[Stored items]
begin

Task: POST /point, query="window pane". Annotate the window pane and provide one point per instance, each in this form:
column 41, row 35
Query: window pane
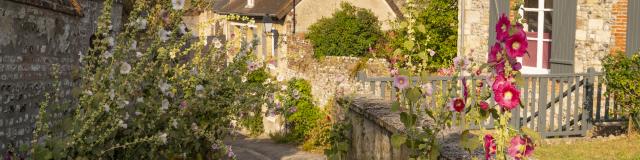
column 548, row 4
column 531, row 3
column 548, row 22
column 531, row 19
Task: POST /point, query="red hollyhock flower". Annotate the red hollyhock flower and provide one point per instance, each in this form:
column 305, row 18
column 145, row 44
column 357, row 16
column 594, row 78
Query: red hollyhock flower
column 507, row 95
column 502, row 28
column 457, row 104
column 517, row 44
column 489, row 146
column 520, row 147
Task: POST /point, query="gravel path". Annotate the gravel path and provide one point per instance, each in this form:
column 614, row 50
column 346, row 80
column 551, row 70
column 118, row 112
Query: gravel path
column 265, row 149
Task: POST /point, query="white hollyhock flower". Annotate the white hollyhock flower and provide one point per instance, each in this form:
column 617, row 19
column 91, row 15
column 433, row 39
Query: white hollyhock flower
column 164, row 35
column 125, row 68
column 177, row 4
column 182, row 28
column 165, row 105
column 142, row 23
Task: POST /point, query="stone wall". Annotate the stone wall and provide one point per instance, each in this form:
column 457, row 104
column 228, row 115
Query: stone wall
column 32, row 39
column 600, row 30
column 373, row 124
column 329, row 76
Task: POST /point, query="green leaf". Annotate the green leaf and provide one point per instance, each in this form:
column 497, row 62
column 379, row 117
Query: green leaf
column 397, row 140
column 409, row 45
column 343, row 146
column 395, row 106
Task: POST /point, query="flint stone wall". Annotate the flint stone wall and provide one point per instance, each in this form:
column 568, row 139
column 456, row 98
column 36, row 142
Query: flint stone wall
column 34, row 35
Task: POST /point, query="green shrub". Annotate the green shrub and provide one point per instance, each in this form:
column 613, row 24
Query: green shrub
column 622, row 77
column 430, row 25
column 351, row 31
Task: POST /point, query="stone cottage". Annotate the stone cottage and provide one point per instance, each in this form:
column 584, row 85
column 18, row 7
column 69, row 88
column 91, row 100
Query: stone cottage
column 34, row 35
column 565, row 36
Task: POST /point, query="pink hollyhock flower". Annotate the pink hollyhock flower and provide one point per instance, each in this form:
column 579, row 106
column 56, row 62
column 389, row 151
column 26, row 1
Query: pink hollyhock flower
column 489, row 146
column 520, row 147
column 494, row 54
column 507, row 96
column 401, row 82
column 428, row 89
column 457, row 104
column 500, row 80
column 484, row 105
column 516, row 66
column 465, row 88
column 394, row 72
column 502, row 28
column 517, row 44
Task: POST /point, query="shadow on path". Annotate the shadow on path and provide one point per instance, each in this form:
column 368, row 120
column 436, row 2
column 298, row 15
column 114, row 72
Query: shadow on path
column 265, row 149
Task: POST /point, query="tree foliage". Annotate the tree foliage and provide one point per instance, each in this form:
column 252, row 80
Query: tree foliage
column 351, row 31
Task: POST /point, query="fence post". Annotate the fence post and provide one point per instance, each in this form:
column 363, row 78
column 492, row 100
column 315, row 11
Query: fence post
column 588, row 99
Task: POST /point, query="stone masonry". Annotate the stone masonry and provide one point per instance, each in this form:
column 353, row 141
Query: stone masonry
column 34, row 35
column 600, row 30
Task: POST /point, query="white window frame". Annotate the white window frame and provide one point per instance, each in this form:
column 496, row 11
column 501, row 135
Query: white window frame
column 539, row 69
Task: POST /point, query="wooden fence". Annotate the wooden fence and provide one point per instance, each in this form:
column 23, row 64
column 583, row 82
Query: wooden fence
column 555, row 105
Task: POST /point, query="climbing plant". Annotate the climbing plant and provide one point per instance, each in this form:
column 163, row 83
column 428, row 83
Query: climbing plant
column 157, row 91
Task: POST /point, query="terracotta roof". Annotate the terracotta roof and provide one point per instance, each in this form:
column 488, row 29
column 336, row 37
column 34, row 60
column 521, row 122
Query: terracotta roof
column 274, row 8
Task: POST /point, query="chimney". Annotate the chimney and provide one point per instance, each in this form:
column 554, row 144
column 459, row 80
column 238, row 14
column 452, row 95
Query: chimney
column 250, row 4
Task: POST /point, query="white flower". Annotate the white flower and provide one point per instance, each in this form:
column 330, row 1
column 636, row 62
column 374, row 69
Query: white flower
column 217, row 43
column 163, row 138
column 165, row 105
column 164, row 35
column 177, row 4
column 125, row 68
column 106, row 108
column 182, row 28
column 142, row 23
column 107, row 54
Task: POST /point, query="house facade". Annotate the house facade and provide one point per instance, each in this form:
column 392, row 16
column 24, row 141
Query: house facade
column 565, row 36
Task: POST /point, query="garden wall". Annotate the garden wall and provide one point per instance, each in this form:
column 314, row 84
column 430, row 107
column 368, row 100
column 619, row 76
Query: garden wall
column 34, row 34
column 373, row 124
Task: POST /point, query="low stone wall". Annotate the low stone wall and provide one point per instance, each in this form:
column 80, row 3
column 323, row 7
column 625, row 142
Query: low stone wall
column 373, row 124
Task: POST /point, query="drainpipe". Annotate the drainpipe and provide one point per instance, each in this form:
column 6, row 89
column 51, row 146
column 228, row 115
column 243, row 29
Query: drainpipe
column 461, row 19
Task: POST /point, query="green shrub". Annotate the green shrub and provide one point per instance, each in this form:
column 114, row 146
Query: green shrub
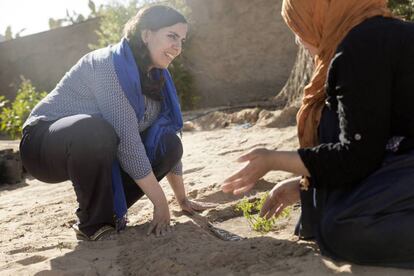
column 251, row 208
column 403, row 8
column 13, row 115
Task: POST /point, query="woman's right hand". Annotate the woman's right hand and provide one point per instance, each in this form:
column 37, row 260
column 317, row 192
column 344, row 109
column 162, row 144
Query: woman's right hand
column 160, row 224
column 281, row 196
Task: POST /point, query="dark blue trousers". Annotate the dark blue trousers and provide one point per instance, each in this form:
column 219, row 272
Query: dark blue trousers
column 370, row 223
column 82, row 148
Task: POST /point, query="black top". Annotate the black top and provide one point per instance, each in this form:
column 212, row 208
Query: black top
column 370, row 86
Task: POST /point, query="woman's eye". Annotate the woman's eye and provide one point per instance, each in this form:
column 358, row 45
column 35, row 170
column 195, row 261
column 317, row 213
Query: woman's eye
column 173, row 37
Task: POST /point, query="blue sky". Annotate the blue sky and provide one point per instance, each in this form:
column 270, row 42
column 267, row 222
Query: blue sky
column 34, row 15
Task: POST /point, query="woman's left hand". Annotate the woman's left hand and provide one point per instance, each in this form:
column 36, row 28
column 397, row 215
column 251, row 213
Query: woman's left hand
column 246, row 178
column 191, row 207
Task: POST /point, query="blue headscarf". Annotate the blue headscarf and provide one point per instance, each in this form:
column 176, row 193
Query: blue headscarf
column 169, row 120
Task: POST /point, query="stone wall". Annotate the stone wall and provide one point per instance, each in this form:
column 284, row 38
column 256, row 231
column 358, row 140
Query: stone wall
column 240, row 51
column 44, row 57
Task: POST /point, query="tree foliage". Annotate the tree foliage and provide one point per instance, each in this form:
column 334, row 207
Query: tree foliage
column 13, row 115
column 403, row 8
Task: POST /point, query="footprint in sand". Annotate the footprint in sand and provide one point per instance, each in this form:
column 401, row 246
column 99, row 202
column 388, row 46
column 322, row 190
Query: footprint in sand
column 192, row 170
column 242, row 149
column 32, row 260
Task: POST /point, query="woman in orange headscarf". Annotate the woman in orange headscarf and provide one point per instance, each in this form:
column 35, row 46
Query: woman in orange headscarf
column 356, row 134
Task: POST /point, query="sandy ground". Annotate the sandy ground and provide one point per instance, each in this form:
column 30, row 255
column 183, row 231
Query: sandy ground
column 35, row 237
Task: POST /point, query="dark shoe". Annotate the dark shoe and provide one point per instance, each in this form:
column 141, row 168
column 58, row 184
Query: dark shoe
column 102, row 233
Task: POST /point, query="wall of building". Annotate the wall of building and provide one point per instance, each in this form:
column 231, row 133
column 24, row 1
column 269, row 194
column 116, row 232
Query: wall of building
column 240, row 51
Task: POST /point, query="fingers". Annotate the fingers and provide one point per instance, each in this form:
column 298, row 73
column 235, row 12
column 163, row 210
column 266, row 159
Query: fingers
column 159, row 229
column 243, row 190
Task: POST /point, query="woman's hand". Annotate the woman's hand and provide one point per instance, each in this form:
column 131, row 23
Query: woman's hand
column 191, row 207
column 281, row 196
column 246, row 178
column 160, row 224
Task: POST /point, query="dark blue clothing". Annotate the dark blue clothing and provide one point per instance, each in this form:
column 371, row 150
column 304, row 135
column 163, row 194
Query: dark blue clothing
column 360, row 205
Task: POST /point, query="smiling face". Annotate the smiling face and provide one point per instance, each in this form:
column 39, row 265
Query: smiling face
column 165, row 44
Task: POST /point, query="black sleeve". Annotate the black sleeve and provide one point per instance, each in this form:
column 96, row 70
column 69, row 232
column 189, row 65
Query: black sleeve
column 360, row 80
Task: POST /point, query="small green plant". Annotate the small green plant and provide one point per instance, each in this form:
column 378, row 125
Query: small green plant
column 251, row 208
column 13, row 115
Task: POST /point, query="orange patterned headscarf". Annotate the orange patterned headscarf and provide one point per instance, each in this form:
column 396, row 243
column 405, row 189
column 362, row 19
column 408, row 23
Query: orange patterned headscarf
column 324, row 24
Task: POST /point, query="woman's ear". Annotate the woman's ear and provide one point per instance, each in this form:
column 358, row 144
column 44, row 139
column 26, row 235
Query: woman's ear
column 145, row 36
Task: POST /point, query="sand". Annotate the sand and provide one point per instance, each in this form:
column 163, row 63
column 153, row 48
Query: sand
column 36, row 238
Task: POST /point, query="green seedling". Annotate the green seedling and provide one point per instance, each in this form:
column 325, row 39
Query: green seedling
column 251, row 208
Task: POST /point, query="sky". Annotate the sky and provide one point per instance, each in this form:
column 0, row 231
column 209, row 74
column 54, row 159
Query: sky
column 34, row 14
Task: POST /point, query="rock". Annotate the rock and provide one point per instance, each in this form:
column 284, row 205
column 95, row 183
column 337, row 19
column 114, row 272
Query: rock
column 11, row 168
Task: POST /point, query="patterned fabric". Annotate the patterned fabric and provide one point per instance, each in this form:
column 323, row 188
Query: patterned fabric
column 91, row 87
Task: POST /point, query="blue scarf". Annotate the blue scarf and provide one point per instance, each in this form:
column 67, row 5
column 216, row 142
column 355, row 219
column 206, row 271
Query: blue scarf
column 169, row 120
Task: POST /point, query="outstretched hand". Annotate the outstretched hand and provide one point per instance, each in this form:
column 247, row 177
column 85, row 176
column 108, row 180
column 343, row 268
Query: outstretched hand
column 281, row 196
column 246, row 178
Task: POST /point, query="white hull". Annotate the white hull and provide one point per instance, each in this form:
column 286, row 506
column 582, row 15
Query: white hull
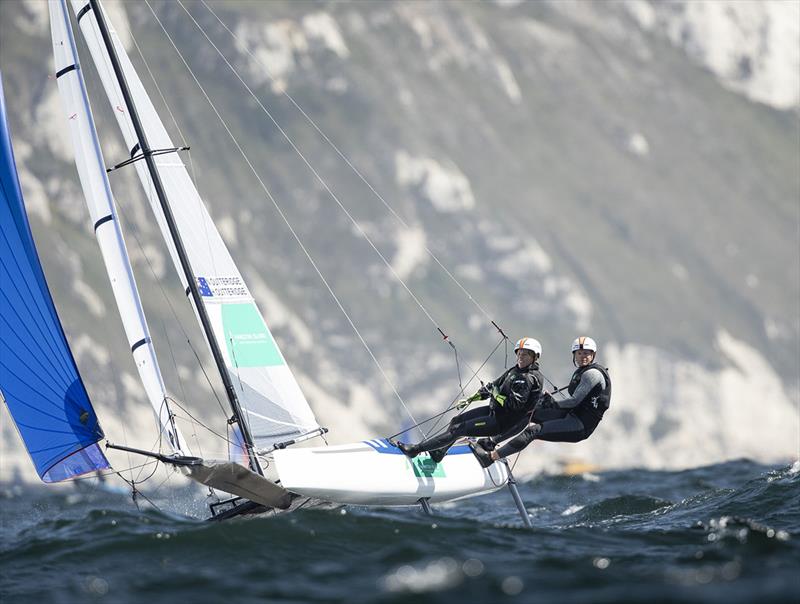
column 375, row 472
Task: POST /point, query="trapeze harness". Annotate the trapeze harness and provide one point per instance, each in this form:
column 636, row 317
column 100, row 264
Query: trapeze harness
column 517, row 392
column 568, row 423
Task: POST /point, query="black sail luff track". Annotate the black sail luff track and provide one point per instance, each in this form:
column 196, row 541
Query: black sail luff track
column 176, row 238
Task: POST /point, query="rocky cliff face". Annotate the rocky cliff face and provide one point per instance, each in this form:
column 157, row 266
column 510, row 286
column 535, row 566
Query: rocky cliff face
column 628, row 170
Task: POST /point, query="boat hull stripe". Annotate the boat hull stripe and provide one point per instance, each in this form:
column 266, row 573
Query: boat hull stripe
column 102, row 221
column 67, row 69
column 141, row 342
column 83, row 11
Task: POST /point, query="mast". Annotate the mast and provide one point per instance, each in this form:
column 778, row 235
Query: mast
column 176, row 238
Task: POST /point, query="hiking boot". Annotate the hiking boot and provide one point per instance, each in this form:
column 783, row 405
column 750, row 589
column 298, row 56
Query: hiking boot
column 482, row 455
column 410, row 451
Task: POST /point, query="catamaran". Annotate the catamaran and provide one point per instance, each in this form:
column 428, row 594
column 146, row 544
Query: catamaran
column 269, row 413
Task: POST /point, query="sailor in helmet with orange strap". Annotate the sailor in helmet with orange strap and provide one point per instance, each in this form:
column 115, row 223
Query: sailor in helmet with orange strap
column 513, row 397
column 569, row 420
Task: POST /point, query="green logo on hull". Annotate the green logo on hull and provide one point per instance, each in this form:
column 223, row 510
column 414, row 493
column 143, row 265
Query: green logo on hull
column 425, row 467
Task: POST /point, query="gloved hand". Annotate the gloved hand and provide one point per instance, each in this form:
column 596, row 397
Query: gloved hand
column 487, row 443
column 546, row 401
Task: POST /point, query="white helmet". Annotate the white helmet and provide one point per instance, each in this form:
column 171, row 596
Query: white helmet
column 584, row 343
column 531, row 344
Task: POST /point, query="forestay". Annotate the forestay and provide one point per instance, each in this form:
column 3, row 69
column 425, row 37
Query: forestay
column 274, row 406
column 38, row 376
column 97, row 192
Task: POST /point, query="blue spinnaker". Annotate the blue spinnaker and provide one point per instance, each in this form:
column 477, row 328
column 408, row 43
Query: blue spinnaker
column 38, row 376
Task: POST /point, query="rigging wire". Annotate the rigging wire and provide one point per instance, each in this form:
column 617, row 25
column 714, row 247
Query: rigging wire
column 356, row 171
column 180, row 132
column 324, row 184
column 284, row 218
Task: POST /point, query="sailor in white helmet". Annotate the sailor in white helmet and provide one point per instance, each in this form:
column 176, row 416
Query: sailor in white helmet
column 568, row 420
column 513, row 397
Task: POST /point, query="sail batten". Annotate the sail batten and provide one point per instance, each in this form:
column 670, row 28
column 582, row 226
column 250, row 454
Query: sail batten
column 51, row 409
column 273, row 406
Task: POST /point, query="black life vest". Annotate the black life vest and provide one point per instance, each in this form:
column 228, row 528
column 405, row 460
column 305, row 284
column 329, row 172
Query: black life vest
column 591, row 409
column 510, row 382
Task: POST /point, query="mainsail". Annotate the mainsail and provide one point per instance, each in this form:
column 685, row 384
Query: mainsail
column 97, row 192
column 274, row 408
column 38, row 376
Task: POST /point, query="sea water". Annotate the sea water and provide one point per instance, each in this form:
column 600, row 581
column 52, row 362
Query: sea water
column 723, row 533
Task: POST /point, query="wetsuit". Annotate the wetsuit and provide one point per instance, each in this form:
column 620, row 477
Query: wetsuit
column 518, row 391
column 572, row 419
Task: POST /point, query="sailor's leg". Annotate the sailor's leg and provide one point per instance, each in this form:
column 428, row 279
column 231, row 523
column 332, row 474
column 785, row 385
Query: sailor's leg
column 476, row 422
column 570, row 429
column 515, row 445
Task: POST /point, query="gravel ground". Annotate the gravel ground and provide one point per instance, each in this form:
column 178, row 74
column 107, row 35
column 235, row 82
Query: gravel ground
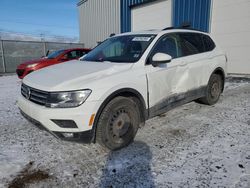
column 191, row 146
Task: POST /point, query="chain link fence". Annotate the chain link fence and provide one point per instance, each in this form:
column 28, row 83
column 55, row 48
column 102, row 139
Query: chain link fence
column 13, row 53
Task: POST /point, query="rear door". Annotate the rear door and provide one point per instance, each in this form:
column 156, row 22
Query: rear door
column 198, row 59
column 166, row 82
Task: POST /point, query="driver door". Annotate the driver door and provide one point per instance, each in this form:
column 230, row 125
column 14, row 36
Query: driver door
column 166, row 82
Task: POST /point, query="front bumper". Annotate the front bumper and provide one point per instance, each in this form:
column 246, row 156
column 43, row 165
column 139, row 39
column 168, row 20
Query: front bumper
column 43, row 118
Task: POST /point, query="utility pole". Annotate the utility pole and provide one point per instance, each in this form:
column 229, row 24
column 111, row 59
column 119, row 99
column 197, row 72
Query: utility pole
column 3, row 59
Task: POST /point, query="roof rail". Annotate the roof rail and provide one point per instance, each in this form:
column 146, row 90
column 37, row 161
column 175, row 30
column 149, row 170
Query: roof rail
column 112, row 34
column 168, row 28
column 184, row 25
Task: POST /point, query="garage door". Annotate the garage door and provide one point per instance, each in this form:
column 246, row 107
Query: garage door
column 156, row 15
column 231, row 27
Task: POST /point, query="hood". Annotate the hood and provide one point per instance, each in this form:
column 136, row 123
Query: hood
column 41, row 60
column 72, row 75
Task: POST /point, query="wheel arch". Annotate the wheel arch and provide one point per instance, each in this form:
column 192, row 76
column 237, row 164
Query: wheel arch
column 125, row 92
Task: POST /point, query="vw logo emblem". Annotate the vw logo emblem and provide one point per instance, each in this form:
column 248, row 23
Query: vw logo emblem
column 27, row 93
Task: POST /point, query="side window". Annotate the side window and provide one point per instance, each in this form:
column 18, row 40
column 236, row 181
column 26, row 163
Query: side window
column 168, row 45
column 191, row 43
column 80, row 53
column 114, row 50
column 72, row 55
column 208, row 43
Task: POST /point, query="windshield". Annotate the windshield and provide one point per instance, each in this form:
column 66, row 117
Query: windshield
column 127, row 48
column 55, row 54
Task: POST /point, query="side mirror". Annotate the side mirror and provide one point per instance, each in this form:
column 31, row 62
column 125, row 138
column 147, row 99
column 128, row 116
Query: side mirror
column 161, row 58
column 81, row 58
column 64, row 58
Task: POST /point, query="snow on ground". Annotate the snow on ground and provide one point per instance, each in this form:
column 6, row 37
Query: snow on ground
column 191, row 146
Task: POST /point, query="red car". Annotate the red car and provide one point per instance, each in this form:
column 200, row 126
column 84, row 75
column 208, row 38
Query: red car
column 56, row 57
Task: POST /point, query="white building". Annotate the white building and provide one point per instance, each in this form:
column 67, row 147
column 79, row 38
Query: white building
column 227, row 20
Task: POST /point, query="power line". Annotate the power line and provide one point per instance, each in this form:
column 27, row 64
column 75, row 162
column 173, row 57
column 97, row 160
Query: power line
column 27, row 23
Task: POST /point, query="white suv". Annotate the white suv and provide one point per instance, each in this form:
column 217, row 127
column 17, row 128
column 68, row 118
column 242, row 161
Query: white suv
column 124, row 81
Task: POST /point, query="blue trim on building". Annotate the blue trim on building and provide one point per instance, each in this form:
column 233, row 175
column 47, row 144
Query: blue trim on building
column 126, row 6
column 195, row 12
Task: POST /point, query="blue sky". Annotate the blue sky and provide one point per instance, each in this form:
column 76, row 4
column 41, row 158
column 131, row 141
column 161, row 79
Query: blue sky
column 48, row 17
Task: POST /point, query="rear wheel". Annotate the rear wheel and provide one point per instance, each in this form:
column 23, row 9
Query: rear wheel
column 118, row 123
column 213, row 91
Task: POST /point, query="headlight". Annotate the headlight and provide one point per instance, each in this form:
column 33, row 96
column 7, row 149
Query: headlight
column 32, row 65
column 68, row 99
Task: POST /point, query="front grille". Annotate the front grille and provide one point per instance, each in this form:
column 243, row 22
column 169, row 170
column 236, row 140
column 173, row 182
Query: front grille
column 20, row 72
column 34, row 95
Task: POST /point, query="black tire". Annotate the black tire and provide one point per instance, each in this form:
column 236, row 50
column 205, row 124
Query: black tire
column 118, row 123
column 213, row 90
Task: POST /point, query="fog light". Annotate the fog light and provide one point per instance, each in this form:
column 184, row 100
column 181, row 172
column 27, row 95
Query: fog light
column 68, row 135
column 65, row 123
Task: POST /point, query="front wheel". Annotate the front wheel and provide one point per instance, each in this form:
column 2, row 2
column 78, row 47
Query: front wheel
column 213, row 91
column 118, row 123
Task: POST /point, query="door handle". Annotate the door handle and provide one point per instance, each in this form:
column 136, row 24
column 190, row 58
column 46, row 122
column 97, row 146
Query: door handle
column 183, row 64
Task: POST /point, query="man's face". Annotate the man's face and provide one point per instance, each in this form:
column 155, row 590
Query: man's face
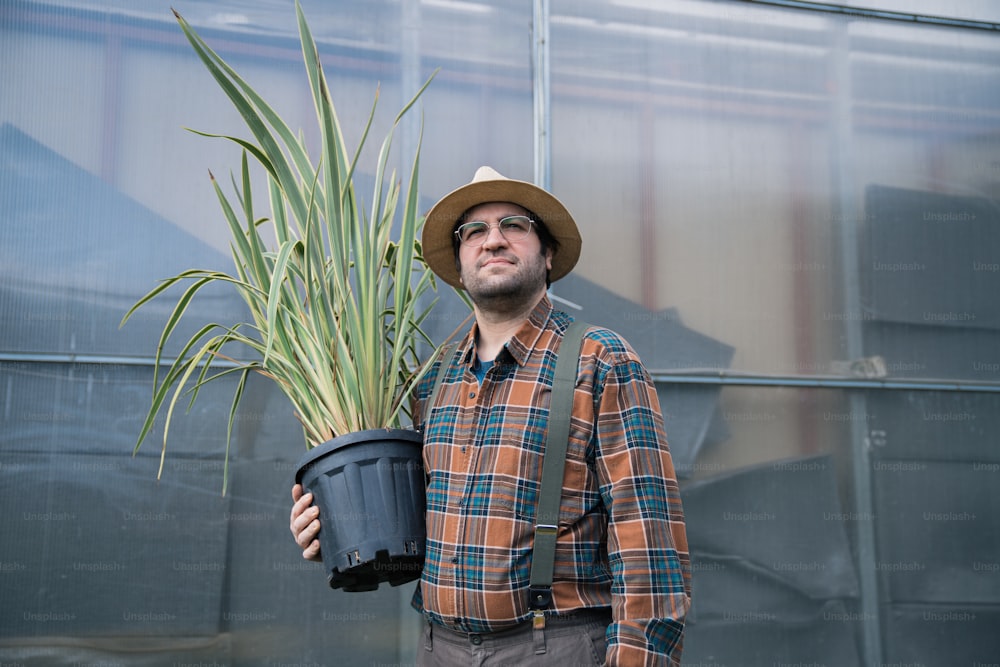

end

--- Exercise brief ---
Lay out the lines from the one containing "the woman's hand" through the one containing "column 360, row 205" as a JSON list of strings, one string per line, with blank lines left out.

--- Final result ---
[
  "Task: POST /point, query=\"woman's hand\". Annotate the woman's hand and provide one point per instance, each in this form:",
  "column 131, row 23",
  "Query: woman's hand",
  "column 191, row 207",
  "column 281, row 196",
  "column 246, row 178",
  "column 160, row 224",
  "Task: POST /point, query=\"dark blue clothing\". Annotate the dark blue clothing and provide one point per instance, each in this form:",
  "column 371, row 150",
  "column 304, row 135",
  "column 163, row 194",
  "Query: dark blue clothing",
  "column 360, row 205"
]